DESCRIPTION OF THE TASK:
Please print nothing but the lines from the one with "[[213, 87]]" to the last line of the records below, and omit pictures.

★ ★ ★ ★ ★ ★ ★

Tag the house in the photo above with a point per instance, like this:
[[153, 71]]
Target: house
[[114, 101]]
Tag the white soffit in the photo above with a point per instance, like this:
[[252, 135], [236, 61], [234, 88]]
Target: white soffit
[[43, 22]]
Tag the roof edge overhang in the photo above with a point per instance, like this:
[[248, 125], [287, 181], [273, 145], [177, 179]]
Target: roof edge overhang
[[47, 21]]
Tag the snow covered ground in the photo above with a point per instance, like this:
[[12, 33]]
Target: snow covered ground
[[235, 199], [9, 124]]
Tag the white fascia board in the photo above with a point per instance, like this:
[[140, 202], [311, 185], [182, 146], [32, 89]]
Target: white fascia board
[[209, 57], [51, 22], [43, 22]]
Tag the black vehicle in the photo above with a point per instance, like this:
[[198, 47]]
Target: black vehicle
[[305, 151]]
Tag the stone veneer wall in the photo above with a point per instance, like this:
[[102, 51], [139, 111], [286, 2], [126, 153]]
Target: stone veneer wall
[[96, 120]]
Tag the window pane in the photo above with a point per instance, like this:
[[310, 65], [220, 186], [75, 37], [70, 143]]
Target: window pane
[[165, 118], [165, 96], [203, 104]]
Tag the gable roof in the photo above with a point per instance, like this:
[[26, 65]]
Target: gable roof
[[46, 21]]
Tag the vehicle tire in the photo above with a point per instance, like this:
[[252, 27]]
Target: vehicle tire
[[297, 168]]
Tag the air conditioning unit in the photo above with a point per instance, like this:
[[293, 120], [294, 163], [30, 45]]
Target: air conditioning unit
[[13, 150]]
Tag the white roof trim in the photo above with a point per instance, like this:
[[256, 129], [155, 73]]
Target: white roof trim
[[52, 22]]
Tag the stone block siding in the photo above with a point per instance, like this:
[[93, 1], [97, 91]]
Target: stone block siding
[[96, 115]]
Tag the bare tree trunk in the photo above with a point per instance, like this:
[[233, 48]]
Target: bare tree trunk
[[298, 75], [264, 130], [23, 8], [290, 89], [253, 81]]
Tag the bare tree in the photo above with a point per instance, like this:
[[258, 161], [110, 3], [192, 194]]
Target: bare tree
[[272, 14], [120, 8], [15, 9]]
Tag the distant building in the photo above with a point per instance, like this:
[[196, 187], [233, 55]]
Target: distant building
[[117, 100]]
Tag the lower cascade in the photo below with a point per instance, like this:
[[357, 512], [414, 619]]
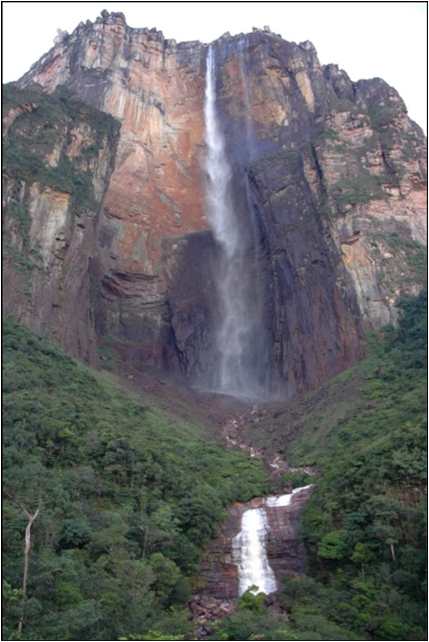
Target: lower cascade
[[249, 546]]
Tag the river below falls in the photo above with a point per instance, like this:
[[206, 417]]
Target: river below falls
[[249, 546]]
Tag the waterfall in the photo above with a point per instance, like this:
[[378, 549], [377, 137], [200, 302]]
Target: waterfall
[[249, 549], [239, 368]]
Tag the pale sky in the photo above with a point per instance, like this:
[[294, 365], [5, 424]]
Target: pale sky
[[368, 39]]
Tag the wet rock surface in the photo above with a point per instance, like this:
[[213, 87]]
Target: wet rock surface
[[332, 170]]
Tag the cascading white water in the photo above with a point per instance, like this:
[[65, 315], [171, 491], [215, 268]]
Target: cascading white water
[[249, 546], [239, 329], [249, 549]]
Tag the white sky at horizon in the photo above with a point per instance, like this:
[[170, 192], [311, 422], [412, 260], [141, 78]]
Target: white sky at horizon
[[367, 40]]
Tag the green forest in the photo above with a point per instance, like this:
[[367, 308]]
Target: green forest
[[127, 498], [365, 524]]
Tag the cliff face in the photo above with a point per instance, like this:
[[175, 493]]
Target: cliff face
[[332, 171], [58, 157]]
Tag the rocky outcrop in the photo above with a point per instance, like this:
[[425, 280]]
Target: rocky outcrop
[[285, 550], [58, 155], [331, 170]]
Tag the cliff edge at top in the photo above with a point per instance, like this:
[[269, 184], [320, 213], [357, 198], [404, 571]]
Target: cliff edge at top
[[334, 171]]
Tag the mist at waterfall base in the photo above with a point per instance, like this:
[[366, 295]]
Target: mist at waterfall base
[[249, 547], [241, 359]]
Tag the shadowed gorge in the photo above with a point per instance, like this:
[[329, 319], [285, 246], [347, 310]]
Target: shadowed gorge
[[214, 275]]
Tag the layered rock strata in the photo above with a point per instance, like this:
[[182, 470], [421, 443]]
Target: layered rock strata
[[332, 171]]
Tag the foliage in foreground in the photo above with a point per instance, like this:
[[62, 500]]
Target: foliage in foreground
[[127, 497], [365, 523]]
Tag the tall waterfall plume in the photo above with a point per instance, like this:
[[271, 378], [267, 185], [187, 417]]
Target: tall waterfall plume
[[240, 360]]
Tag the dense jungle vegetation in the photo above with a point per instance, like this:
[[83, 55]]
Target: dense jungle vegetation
[[365, 523], [127, 498]]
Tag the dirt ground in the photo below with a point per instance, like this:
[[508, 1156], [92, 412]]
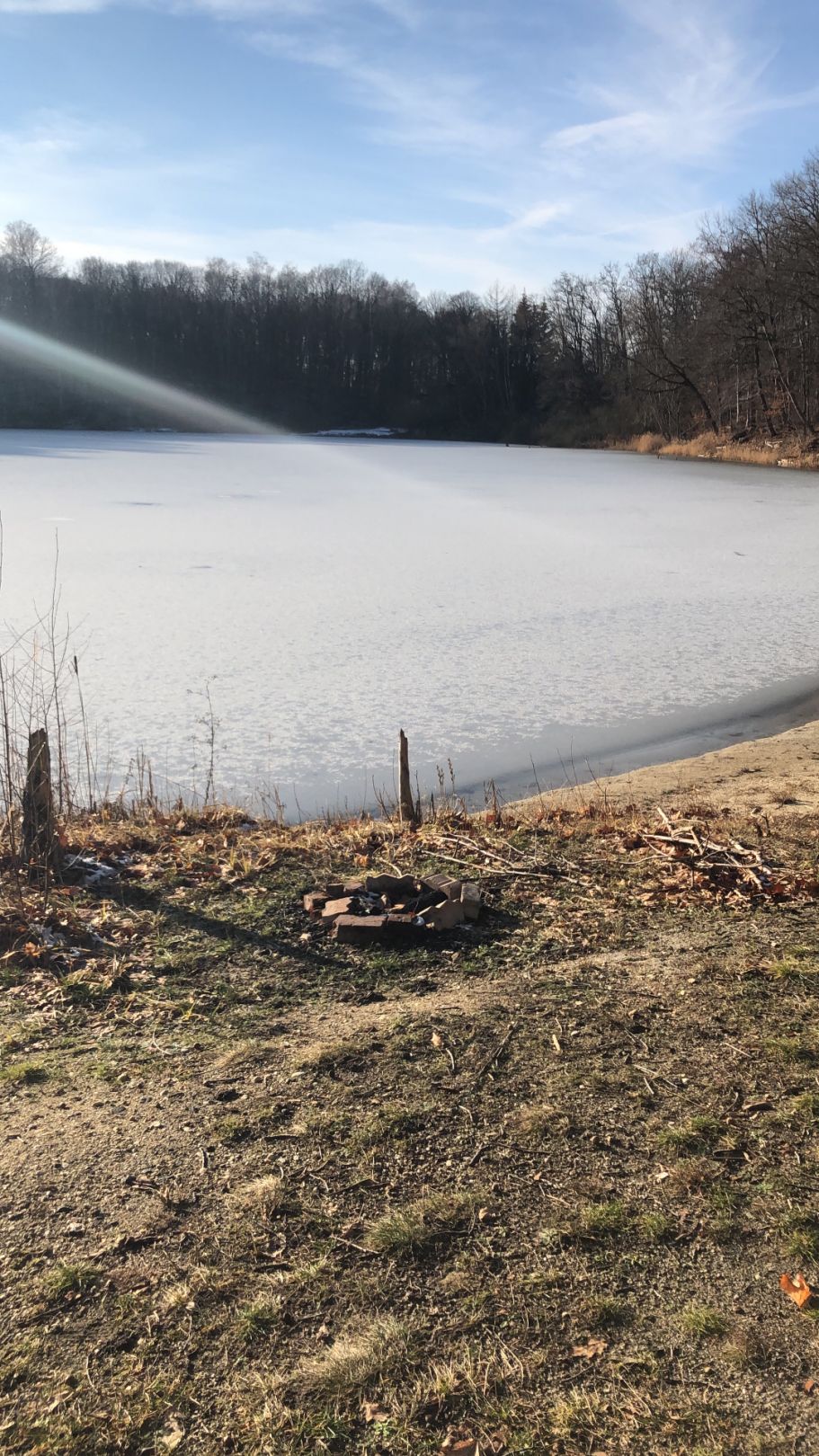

★ ★ ★ ★ ★ ★ ★

EXPECTED OUTPUT:
[[213, 87]]
Target: wet rock surface
[[332, 170]]
Tag the cascading white water in the photo above with a point per instance, like this:
[[65, 315], [171, 491], [215, 268]]
Target: cascading white water
[[249, 546], [239, 329], [249, 549]]
Tag the white sky at horizon in the photo above with a point per instance, like this:
[[170, 192], [311, 422], [412, 260], [141, 78]]
Target: white sky at horizon
[[367, 40]]
Tag the green forest in the photo above with a point per instance, like this:
[[367, 308]]
Target: green forest
[[127, 498], [365, 524]]
Tag the cliff face in the photo above with a point per instance, like this:
[[175, 493]]
Target: cliff face
[[332, 171], [58, 157]]
Tag the rocky outcrop in the photo above with a point per instance, like this:
[[425, 280]]
Target: rocky outcrop
[[285, 550], [58, 155], [331, 170]]
Tag the cliff edge at top in the photo above with a point per instance, like this:
[[269, 184], [320, 213], [357, 198], [404, 571]]
Target: cliff edge at top
[[334, 171]]
Tag the mist at waterfall base in the photo above with a point per instance, like this:
[[366, 295]]
Target: mist at waterfall base
[[249, 547], [241, 359]]
Tag the shadowed gorge in the photo above with a point per instance, like this:
[[329, 319], [285, 246], [347, 310]]
Target: shadowed gorge
[[214, 275]]
Tag the layered rock strata in the photo above with a point per instance, like this:
[[182, 470], [421, 443]]
Target: layered rock strata
[[332, 171]]
Tag the foliage in foreground in the photo above with a point per instance, like this:
[[62, 500]]
Target: foliage in foreground
[[127, 497], [365, 523]]
Tag the tall waterfall plume in the photo above with a point per instance, like this:
[[271, 378], [267, 185], [187, 417]]
Target: tall waterfall plume
[[240, 360]]
Tag the dense jungle vegetation in the photo above with a point per instance, like this:
[[83, 55]]
Target: dense jungle vegetation
[[365, 523], [127, 498]]
Tag the dirt ground in the photo below with a point per instance, like this:
[[508, 1156], [92, 412]]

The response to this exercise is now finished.